Written task: Please output each of the records below word for word, leaving out the pictures.

Data section:

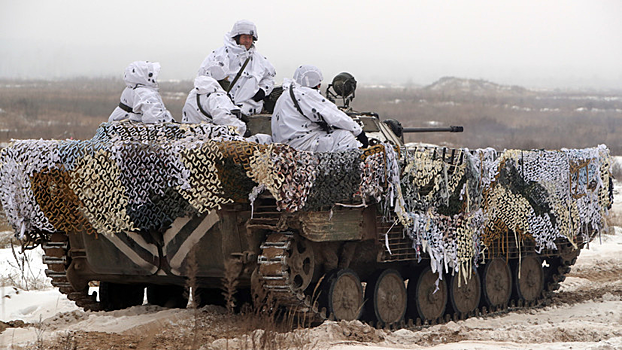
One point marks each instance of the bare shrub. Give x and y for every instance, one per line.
x=616, y=170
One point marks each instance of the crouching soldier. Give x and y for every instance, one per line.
x=209, y=103
x=307, y=121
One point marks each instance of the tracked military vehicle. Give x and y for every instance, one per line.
x=386, y=234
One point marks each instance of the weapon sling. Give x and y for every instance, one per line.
x=235, y=80
x=201, y=107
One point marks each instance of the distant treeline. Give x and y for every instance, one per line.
x=498, y=118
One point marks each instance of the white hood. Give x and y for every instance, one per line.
x=143, y=73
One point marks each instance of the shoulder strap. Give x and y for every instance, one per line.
x=204, y=112
x=322, y=123
x=291, y=95
x=125, y=107
x=235, y=80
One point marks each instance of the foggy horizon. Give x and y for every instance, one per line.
x=553, y=44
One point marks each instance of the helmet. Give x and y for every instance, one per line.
x=244, y=27
x=142, y=72
x=215, y=70
x=308, y=75
x=344, y=84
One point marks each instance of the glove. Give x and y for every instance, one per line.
x=224, y=83
x=259, y=95
x=363, y=139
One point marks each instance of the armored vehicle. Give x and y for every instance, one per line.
x=387, y=234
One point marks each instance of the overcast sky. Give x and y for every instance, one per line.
x=534, y=43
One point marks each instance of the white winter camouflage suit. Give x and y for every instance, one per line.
x=214, y=101
x=303, y=132
x=259, y=73
x=141, y=95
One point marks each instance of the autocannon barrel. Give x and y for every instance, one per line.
x=453, y=128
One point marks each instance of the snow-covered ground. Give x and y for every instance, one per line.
x=586, y=313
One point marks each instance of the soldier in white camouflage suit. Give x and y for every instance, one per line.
x=141, y=100
x=249, y=75
x=307, y=121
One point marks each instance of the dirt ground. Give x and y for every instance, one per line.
x=585, y=313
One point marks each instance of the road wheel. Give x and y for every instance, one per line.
x=386, y=297
x=429, y=300
x=342, y=295
x=497, y=283
x=464, y=295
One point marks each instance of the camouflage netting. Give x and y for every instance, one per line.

Answer:
One point marks each instance of the bare shrub. Give x and y for every instance, one per line.
x=616, y=170
One point marks each instance of the crouching soldier. Give x and y for every instance, one per line.
x=209, y=103
x=307, y=121
One point marks each instance of the tracked military vehicle. Give x and y for every instance, one per line.
x=386, y=234
One point marks each instance of the weapon sling. Give x and y for every instance, one per line.
x=235, y=80
x=201, y=107
One point marks each instance of the distant treeline. Give x and y for every instance, one per line.
x=498, y=118
One point marks each instance of the white hood. Give x and y for every instance, one per line.
x=143, y=73
One point marks each instance of the shoulder strap. Give x and y for every instance, one per line.
x=204, y=112
x=322, y=123
x=291, y=95
x=125, y=107
x=235, y=80
One point marks each instance of the foggy horizon. Give x and y for every instance, one per line.
x=553, y=44
One point marks each instance of the helmet. Give x and y for every instance, one per line.
x=244, y=27
x=142, y=72
x=215, y=70
x=308, y=75
x=344, y=84
One point marks each instance of the glove. Give x and y for every instance, one per line.
x=224, y=83
x=259, y=95
x=363, y=139
One point marks each instance of the armored vehicle. Give x and y for every instance, one per line.
x=387, y=234
One point marks each instance of the overcast sky. Give x and y for every instance, one per line.
x=534, y=43
One point marks each instance of the white winter camouflage suit. Give x and y for every instance, one per line.
x=214, y=101
x=303, y=132
x=259, y=73
x=141, y=95
One point marks each instance of the autocannon barrel. Give x and y for every instance, one per line.
x=453, y=128
One point marks each instance of the snow-covered ground. Give x and y for every instance, one per line.
x=586, y=313
One point marks each instance of the soldier in white camouflage suit. Give x and y for every instance, one per line.
x=141, y=100
x=249, y=75
x=307, y=121
One point marks each instance of the dirt ground. Give x and y for every instance, one per line.
x=585, y=313
One point marks each instance of the road wheel. Give x and y for every instance, one per line.
x=386, y=297
x=429, y=300
x=342, y=295
x=497, y=283
x=464, y=295
One point marks each instance of the camouflage netting. Give x and y for every instance, one per line.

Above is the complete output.